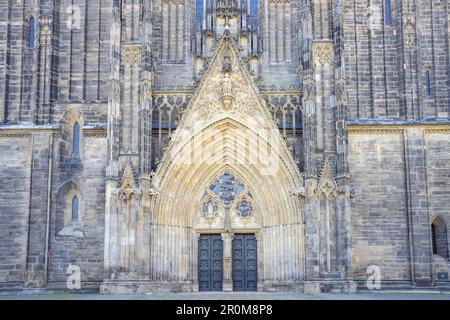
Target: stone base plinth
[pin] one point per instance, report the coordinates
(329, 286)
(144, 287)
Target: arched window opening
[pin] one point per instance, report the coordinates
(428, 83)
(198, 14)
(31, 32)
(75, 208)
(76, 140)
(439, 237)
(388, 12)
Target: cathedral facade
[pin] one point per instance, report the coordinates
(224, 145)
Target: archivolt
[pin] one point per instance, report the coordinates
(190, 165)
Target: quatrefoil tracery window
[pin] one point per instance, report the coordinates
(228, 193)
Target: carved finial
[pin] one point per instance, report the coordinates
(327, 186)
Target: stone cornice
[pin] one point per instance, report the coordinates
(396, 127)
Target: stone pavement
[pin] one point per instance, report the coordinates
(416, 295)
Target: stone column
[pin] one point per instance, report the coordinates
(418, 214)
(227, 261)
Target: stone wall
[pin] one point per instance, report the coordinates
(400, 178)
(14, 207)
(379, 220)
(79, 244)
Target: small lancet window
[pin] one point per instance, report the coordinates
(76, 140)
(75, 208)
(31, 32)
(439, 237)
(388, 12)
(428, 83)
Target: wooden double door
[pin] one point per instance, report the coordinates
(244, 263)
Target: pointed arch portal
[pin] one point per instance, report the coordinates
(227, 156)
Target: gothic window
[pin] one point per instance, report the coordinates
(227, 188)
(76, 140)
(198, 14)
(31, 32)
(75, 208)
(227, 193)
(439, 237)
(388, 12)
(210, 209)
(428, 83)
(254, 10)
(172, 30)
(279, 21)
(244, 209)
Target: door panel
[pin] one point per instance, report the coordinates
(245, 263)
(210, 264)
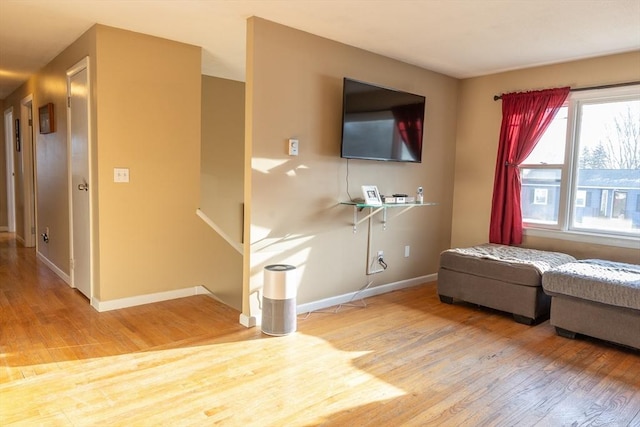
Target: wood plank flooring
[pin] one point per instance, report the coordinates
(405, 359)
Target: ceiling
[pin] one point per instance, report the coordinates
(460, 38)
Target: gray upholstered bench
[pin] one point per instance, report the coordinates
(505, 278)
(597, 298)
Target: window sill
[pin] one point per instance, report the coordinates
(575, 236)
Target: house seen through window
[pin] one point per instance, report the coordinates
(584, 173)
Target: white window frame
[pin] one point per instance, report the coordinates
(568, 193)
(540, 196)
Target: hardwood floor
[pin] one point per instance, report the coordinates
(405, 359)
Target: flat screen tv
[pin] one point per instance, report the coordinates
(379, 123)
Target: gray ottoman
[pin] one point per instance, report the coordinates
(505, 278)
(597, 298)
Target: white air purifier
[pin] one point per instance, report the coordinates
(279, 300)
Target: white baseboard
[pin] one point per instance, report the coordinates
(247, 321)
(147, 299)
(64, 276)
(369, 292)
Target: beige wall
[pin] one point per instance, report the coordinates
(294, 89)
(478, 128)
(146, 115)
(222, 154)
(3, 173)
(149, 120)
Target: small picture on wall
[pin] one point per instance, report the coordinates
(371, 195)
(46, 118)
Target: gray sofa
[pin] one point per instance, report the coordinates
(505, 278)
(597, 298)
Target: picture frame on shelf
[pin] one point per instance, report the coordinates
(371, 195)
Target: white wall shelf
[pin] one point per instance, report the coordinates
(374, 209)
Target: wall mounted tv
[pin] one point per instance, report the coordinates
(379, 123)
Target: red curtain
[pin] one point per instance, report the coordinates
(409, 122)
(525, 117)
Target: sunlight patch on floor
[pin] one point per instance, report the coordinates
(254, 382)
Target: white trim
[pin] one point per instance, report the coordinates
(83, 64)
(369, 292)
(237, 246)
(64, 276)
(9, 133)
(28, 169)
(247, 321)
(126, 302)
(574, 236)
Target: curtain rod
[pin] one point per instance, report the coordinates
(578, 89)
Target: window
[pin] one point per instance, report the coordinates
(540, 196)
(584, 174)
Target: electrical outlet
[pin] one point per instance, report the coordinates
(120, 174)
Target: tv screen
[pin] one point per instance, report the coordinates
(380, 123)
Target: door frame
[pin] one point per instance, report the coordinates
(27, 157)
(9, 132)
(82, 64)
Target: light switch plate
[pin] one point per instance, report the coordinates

######

## Written request
Reproduce all of the material above verbatim, omitting the pictures.

## The answer
Target: stone base plinth
[pin] one point per instance, report the coordinates
(329, 286)
(144, 287)
Target: arched window opening
[pin] one point per instance, report the coordinates
(428, 83)
(198, 14)
(31, 32)
(75, 208)
(76, 140)
(439, 237)
(388, 12)
Target: cathedral facade
[pin] one point per instance, report the coordinates
(224, 145)
Target: archivolt
[pin] one point per instance, report the coordinates
(190, 165)
Target: quatrefoil tracery window
[pin] one point per instance, report the coordinates
(228, 193)
Target: carved finial
[pin] one point per instance, report the coordinates
(327, 186)
Target: stone cornice
[pin] one point per instance, report the coordinates
(396, 127)
Target: stone pavement
[pin] one point per instance, report the coordinates
(416, 295)
Target: stone column
[pin] one point per instance, report the coordinates
(418, 214)
(227, 261)
Target: stone wall
[pin] one point per instance, report the coordinates
(400, 178)
(14, 207)
(379, 220)
(79, 244)
Target: small lancet window
[pin] one point per instance, report the coordinates
(76, 140)
(75, 208)
(31, 32)
(439, 237)
(388, 12)
(428, 83)
Target: wooden double door
[pin] one point per instance, report the coordinates
(244, 263)
Target: pointed arch portal
[pin] one point per instance, report the coordinates
(227, 156)
Target: gothic window
[pin] one point per instance, report the coordinates
(227, 188)
(76, 140)
(198, 14)
(31, 32)
(75, 208)
(227, 193)
(439, 237)
(388, 12)
(210, 209)
(428, 83)
(254, 10)
(172, 30)
(279, 21)
(244, 209)
Target: door panel
[pin] one point per instance, report the coordinates
(245, 263)
(210, 264)
Target: wood plank flooring
[pin] one point per instance, report the coordinates
(405, 359)
Target: ceiling
[pin] one point per instance, report the coordinates
(460, 38)
Target: gray upholstered bench
[pin] one point per instance, report the coordinates
(505, 278)
(597, 298)
Target: window sill
[pin] one point per instance, report the coordinates
(575, 236)
Target: house seen through window
[pin] one point per instance, report the coordinates
(584, 173)
Target: white window frame
[pin] one point per instance, report the coordinates
(568, 193)
(540, 196)
Target: hardwood floor
[pin] one point per instance, report the coordinates
(405, 359)
Target: flat screen tv
[pin] one point per instance, report the coordinates
(379, 123)
Target: gray ottoman
[pin] one point per instance, report the coordinates
(505, 278)
(597, 298)
Target: white air purifier
[pin] one point per instance, report the coordinates
(279, 300)
Target: white baseboard
[pin] one point per instance, report the coordinates
(247, 321)
(147, 299)
(64, 276)
(369, 292)
Target: beige wall
[pin] one point per instance, report the coordinates
(294, 89)
(478, 128)
(146, 115)
(222, 154)
(3, 173)
(149, 120)
Target: small picture on wall
[pin] one point per instance, report the coordinates
(371, 195)
(46, 118)
Target: gray sofa
[pin] one point per instance, report the coordinates
(505, 278)
(597, 298)
Target: picture frame on shelf
[pin] one point per instance, report the coordinates
(371, 195)
Target: white wall shelf
[pin] one point per instance, report the coordinates
(374, 209)
Target: wall mounted tv
[pin] one point per instance, report the coordinates
(379, 123)
Target: red curtain
[pin] one point per instance, report the coordinates
(409, 122)
(525, 117)
Target: sunlight patch on floor
[pin] one point per instance, report the coordinates
(254, 382)
Target: white trim
[pin] one point per instance, report the coordinates
(83, 64)
(369, 292)
(237, 246)
(64, 276)
(9, 133)
(28, 169)
(247, 321)
(126, 302)
(574, 236)
Target: curtain rod
[pin] one point per instance, report the coordinates
(578, 89)
Target: window
[pin] one point per instance, report the coordinates
(540, 196)
(584, 174)
Target: electrical outlet
[pin] one point per instance, report the coordinates
(120, 174)
Target: tv screen
[pin] one point per instance, report the coordinates
(380, 123)
Target: door frame
[pin] one point per instance, report the coordinates
(27, 157)
(9, 132)
(82, 64)
Target: light switch plate
[pin] one point per instance, report the coordinates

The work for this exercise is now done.